**Written task:**
Give only the number of lines in the rows below that contain the word "wooden".

━━━━━ Given information

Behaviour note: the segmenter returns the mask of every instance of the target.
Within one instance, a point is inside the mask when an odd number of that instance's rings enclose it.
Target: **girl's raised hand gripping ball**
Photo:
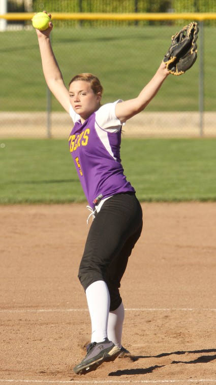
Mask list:
[[[40,31],[45,31],[49,28],[49,23],[51,19],[45,12],[38,12],[33,16],[32,24],[34,28],[40,29]]]

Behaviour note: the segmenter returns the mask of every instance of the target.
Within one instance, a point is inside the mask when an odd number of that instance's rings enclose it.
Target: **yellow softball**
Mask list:
[[[34,28],[37,28],[37,29],[40,29],[41,31],[44,31],[49,28],[50,21],[51,21],[51,19],[47,13],[38,12],[33,16],[32,24]]]

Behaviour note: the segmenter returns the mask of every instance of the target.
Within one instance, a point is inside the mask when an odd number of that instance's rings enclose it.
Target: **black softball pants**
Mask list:
[[[85,291],[94,282],[106,282],[110,311],[121,303],[120,283],[142,228],[142,208],[135,194],[130,192],[106,200],[91,225],[78,277]]]

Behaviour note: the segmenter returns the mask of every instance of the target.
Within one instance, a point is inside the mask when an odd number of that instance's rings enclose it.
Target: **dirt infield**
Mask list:
[[[1,207],[0,383],[216,383],[216,203],[145,203],[121,293],[134,355],[85,376],[83,204]]]

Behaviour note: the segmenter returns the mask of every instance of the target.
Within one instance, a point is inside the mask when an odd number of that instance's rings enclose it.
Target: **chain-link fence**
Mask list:
[[[137,24],[135,18],[128,25],[107,20],[105,26],[97,19],[84,25],[76,20],[71,26],[67,20],[59,23],[59,15],[55,21],[54,17],[52,46],[66,84],[77,73],[91,72],[101,81],[104,103],[135,97],[157,71],[179,24],[189,22],[183,14],[180,20],[172,15],[161,23],[145,23],[146,19]],[[198,16],[194,18],[200,26],[195,64],[181,76],[169,77],[145,111],[127,122],[125,136],[216,136],[216,53],[212,49],[216,28]],[[210,18],[215,22],[212,15]],[[8,23],[0,32],[0,136],[67,136],[72,121],[47,90],[28,19],[21,24]],[[209,52],[211,60],[205,60]]]

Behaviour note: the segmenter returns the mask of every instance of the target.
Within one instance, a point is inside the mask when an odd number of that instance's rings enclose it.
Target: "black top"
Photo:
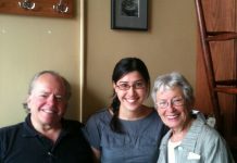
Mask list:
[[[77,121],[63,120],[53,143],[25,122],[0,129],[0,163],[90,163],[92,152]]]

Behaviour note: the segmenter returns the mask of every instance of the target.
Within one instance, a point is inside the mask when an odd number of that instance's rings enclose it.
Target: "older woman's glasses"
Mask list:
[[[142,82],[136,82],[133,85],[128,85],[128,83],[121,83],[121,84],[117,84],[116,87],[120,90],[129,90],[130,87],[133,87],[134,89],[144,89],[146,87],[146,84]]]
[[[170,105],[173,106],[183,106],[185,104],[185,100],[183,98],[174,98],[171,100]],[[167,100],[160,100],[157,102],[158,109],[166,109],[169,106]]]

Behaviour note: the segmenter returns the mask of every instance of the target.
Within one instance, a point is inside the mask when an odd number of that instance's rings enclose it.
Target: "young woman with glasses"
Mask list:
[[[118,61],[112,75],[113,99],[109,108],[93,114],[85,127],[86,136],[102,163],[155,163],[159,145],[167,128],[149,96],[150,76],[137,58]]]
[[[171,128],[162,139],[158,163],[234,163],[225,140],[200,114],[192,113],[192,88],[183,75],[159,76],[152,99]]]

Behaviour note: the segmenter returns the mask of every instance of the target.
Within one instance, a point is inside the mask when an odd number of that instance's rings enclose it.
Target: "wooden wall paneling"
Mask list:
[[[204,17],[209,30],[237,32],[237,4],[235,0],[202,0]],[[199,38],[199,37],[198,37]],[[212,58],[217,78],[237,78],[237,41],[212,42]],[[197,102],[196,105],[207,114],[212,114],[207,74],[203,67],[200,40],[197,49]],[[229,145],[237,147],[237,98],[220,93],[224,137]]]
[[[23,9],[20,7],[23,2],[35,3],[34,9]],[[61,3],[60,3],[61,2]],[[60,12],[54,7],[67,7],[67,12]],[[0,0],[0,14],[20,14],[34,16],[50,16],[50,17],[73,17],[74,16],[74,0]],[[65,10],[62,11],[65,11]]]

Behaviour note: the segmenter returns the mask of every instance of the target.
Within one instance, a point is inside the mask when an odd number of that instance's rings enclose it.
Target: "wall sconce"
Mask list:
[[[22,2],[18,2],[18,7],[26,10],[33,10],[36,7],[36,3],[29,1],[29,0],[22,0]]]
[[[63,0],[59,0],[59,2],[53,5],[53,10],[60,13],[66,13],[68,12],[68,7]]]

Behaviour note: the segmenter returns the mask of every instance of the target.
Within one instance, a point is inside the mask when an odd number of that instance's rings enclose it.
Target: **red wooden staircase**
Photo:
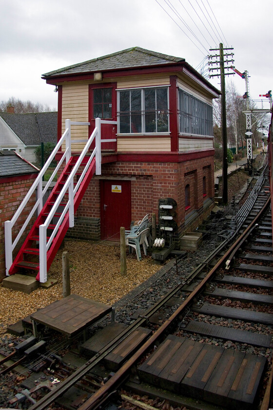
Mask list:
[[[10,275],[17,273],[22,268],[29,269],[30,270],[34,270],[38,271],[38,273],[36,278],[38,280],[39,280],[39,246],[37,246],[39,240],[39,226],[44,224],[46,219],[48,217],[68,176],[71,174],[73,167],[76,164],[77,159],[78,158],[75,158],[72,157],[65,167],[63,171],[56,183],[55,186],[50,194],[41,212],[39,214],[38,217],[35,221],[33,226],[27,235],[17,256],[15,258],[14,261],[9,270]],[[96,159],[95,158],[93,158],[91,165],[89,166],[84,178],[80,184],[79,188],[74,197],[73,201],[74,213],[76,212],[86,188],[88,186],[88,184],[95,173],[95,169]],[[79,173],[78,174],[78,176],[79,175],[80,175]],[[74,184],[76,185],[76,184]],[[61,216],[62,211],[63,210],[63,208],[67,204],[68,196],[68,194],[66,193],[63,200],[63,202],[61,202],[59,205],[58,207],[59,208],[61,208],[61,211],[54,213],[52,223],[50,223],[47,227],[47,241],[49,240],[52,231],[56,228],[58,221]],[[68,212],[67,212],[58,229],[58,233],[56,236],[53,239],[50,246],[47,252],[46,264],[47,270],[49,269],[69,227],[69,215]]]
[[[41,282],[47,281],[47,272],[58,250],[68,228],[74,226],[74,214],[77,211],[88,184],[95,171],[100,175],[101,165],[101,144],[116,140],[101,140],[101,123],[117,124],[117,122],[96,120],[96,127],[79,157],[71,156],[71,125],[89,125],[89,123],[65,121],[65,131],[58,142],[55,149],[41,170],[35,182],[20,205],[11,221],[5,222],[5,251],[6,273],[7,276],[22,270],[36,271],[36,279]],[[95,147],[92,153],[89,150],[92,142]],[[65,145],[65,150],[50,179],[43,187],[42,177],[57,152]],[[43,198],[55,175],[63,167],[44,205]],[[25,207],[37,192],[37,200],[24,223],[20,220],[25,214]],[[20,249],[13,260],[13,251],[23,234],[33,220],[35,212],[38,216],[30,228]],[[13,234],[12,229],[18,220],[22,226],[17,235]],[[16,226],[18,229],[18,226]]]

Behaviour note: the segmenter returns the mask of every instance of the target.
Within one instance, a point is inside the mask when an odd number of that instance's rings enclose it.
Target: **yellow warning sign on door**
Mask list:
[[[112,192],[121,192],[121,185],[112,185]]]

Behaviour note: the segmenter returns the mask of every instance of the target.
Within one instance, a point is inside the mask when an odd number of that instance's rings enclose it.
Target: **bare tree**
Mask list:
[[[28,100],[22,101],[21,100],[17,99],[14,97],[9,98],[7,101],[1,101],[0,102],[0,111],[5,112],[8,106],[14,107],[14,112],[16,114],[29,114],[34,112],[48,112],[55,111],[52,110],[47,105],[40,102],[32,102]]]

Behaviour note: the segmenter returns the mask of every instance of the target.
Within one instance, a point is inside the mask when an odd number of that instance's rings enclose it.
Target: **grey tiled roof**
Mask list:
[[[39,145],[41,141],[57,143],[57,112],[0,112],[0,116],[26,145]]]
[[[38,173],[33,165],[14,151],[0,151],[0,177]]]
[[[127,48],[102,57],[75,64],[43,74],[45,77],[73,73],[117,70],[150,65],[162,65],[171,62],[184,62],[185,59],[151,51],[139,47]]]

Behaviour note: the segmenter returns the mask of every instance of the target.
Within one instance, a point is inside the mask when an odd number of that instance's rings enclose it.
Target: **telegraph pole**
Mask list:
[[[233,75],[234,73],[225,73],[225,69],[228,69],[230,67],[225,67],[225,63],[229,62],[234,62],[234,60],[228,60],[230,56],[233,57],[233,53],[224,55],[224,50],[233,50],[233,48],[224,48],[223,44],[220,43],[219,44],[219,48],[211,48],[210,51],[219,51],[219,54],[209,56],[209,60],[214,58],[219,58],[219,61],[215,62],[209,62],[209,64],[218,64],[219,67],[213,68],[209,68],[209,70],[220,70],[220,76],[221,78],[221,92],[222,93],[221,98],[221,117],[222,123],[222,141],[223,145],[223,157],[222,157],[222,181],[223,186],[223,204],[226,205],[228,203],[228,146],[227,146],[227,113],[226,110],[226,87],[225,82],[225,75]],[[225,58],[227,58],[225,60]],[[211,74],[210,77],[219,77],[219,73],[217,74]]]
[[[220,51],[220,73],[221,74],[222,136],[223,141],[223,159],[222,165],[222,181],[223,186],[223,203],[228,203],[228,140],[227,132],[227,111],[226,110],[226,84],[225,82],[225,67],[223,44],[219,45]]]

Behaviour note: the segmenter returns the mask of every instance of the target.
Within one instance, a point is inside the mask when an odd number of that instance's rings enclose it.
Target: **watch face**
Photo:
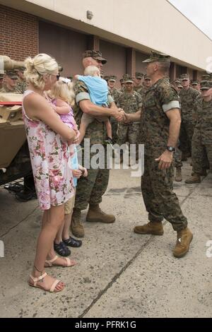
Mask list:
[[[172,152],[172,151],[175,150],[175,148],[172,148],[172,146],[167,146],[167,148],[170,152]]]

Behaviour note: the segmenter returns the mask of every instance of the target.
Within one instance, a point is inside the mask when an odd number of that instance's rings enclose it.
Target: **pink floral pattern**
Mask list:
[[[31,93],[26,90],[23,98]],[[69,146],[46,124],[31,120],[23,107],[22,109],[39,203],[42,210],[48,210],[73,195],[72,172],[68,166]]]

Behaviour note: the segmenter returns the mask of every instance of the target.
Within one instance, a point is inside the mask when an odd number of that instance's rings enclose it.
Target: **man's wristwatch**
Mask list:
[[[166,148],[170,152],[175,152],[175,148],[173,148],[172,146],[167,146]]]

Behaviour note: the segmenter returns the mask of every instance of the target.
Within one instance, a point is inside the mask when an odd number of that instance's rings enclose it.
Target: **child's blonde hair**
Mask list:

━━━━━━━━━━

**Answer for the task:**
2